> Excerpt provided:
^^^^^^^^^^^^^^^^

The other big one for a long time was fuse inside user namespaces, but that
has been merged upstream in 4.18.

Some of the AppArmor features were also a sticky point for a while as upstream
was lagging behind quite a bit, but the AppArmor maintainer has since fixed
that, so recent Linux kernels have everything that we use.

------
simosx
LXD is used in Crostini
([https://www.reddit.com/r/Crostini/](https://www.reddit.com/r/Crostini/)) as
a way to be able to run Linux applications in chromebooks.

In addition, Samsung is somehow using LXD in their new phones, with "Linux on
DeX". In that way, you can get a Linux interface with Ubuntu when you plug
your phone to a monitor/TV.

If you use a Linux desktop, you can get to run GUI applications in a LXD
"system container", therefore isolating the files from your host's filesystem.

^^^^^^^^^^^^^^^^

> Written tasks:
1: According to the forum thread about LXD, why do recent Linux kernels now have everything that is used? Answer in one to three sentences.
2: From the forum thread about LXD, extract everything from "The other big" down to "applications in chromebooks.".
3: Answer these questions using the forum thread about LXD:
(a) In which kernel version was fuse inside user namespaces merged upstream?
(b) What does the thread say Samsung calls its use of LXD in its new phones?
(c) In what does the thread say LXD is used to run Linux applications on chromebooks?

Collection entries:
^^^^^^^^^^^^^^^^

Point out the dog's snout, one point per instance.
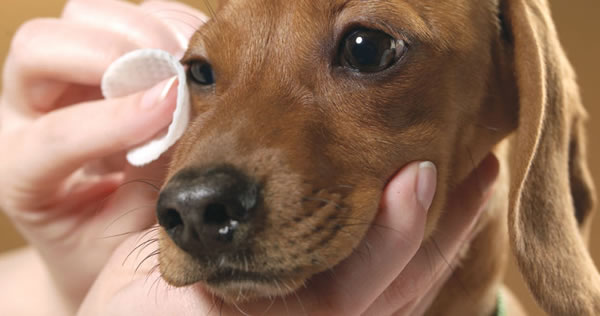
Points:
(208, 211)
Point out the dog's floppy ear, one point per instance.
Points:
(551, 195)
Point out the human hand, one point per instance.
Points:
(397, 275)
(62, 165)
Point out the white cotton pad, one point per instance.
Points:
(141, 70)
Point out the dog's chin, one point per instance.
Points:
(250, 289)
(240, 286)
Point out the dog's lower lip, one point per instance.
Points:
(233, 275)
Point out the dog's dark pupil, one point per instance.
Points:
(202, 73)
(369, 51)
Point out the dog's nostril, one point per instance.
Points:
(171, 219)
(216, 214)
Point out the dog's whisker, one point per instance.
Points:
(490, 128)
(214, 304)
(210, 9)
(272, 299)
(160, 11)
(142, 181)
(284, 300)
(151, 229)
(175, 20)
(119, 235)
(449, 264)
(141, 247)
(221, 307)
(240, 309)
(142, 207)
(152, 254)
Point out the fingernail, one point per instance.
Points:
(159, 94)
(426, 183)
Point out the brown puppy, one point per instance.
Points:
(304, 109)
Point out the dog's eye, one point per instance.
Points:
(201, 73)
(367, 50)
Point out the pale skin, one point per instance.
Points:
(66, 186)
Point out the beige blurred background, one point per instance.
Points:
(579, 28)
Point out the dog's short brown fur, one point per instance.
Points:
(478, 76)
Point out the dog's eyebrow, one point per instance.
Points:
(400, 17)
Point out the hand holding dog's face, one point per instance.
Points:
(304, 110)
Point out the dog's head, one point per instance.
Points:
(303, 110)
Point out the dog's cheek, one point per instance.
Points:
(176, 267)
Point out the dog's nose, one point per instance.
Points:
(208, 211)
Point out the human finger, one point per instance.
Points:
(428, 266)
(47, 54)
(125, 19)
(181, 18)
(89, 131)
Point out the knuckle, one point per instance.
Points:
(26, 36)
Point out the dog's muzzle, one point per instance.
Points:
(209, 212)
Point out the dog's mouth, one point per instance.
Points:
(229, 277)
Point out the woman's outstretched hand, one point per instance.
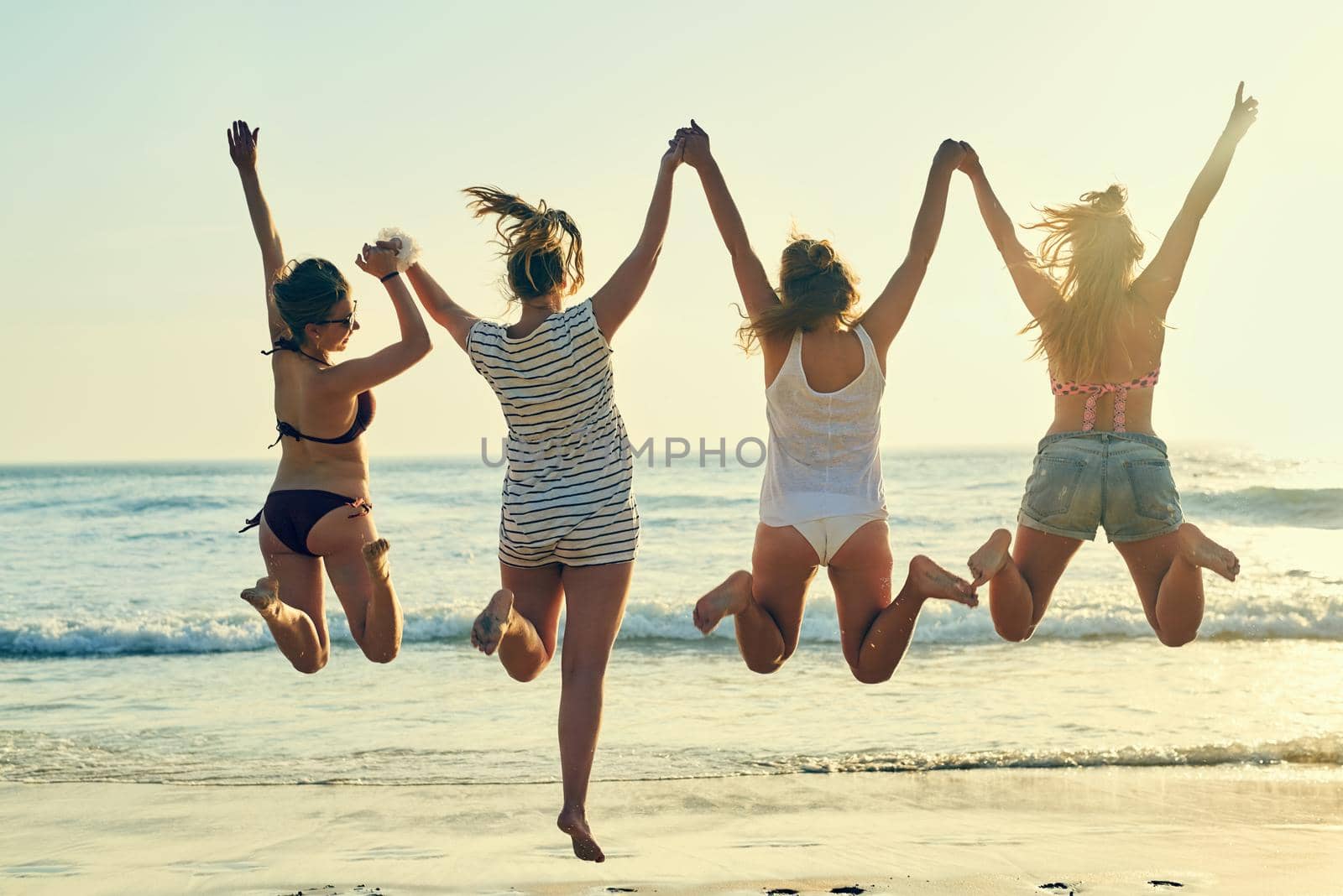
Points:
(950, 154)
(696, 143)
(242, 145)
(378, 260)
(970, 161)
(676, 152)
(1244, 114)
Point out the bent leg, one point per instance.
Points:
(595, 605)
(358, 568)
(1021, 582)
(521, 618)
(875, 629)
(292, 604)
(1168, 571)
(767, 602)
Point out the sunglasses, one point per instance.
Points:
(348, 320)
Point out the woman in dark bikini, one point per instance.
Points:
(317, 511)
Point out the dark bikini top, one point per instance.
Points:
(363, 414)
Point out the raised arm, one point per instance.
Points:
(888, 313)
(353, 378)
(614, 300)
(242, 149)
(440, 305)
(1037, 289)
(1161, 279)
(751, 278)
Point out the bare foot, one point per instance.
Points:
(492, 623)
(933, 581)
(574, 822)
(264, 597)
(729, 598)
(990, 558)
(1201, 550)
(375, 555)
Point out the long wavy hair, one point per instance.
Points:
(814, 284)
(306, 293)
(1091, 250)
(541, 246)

^^^^^^^^^^^^^^^^

> Answer list:
1: Fuse inside user namespaces, long a major obstacle, was merged upstream in 4.18. The AppArmor maintainer has also fixed upstream's lag on the AppArmor features.

2:
The other big one for a long time was fuse inside user namespaces, but that
has been merged upstream in 4.18.

Some of the AppArmor features were also a sticky point for a while as upstream
was lagging behind quite a bit, but the AppArmor maintainer has since fixed
that, so recent Linux kernels have everything that we use.

------
simosx
LXD is used in Crostini
([https://www.reddit.com/r/Crostini/](https://www.reddit.com/r/Crostini/)) as
a way to be able to run Linux applications in chromebooks.

3:
(a) 4.18
(b) "Linux on DeX"
(c) Crostini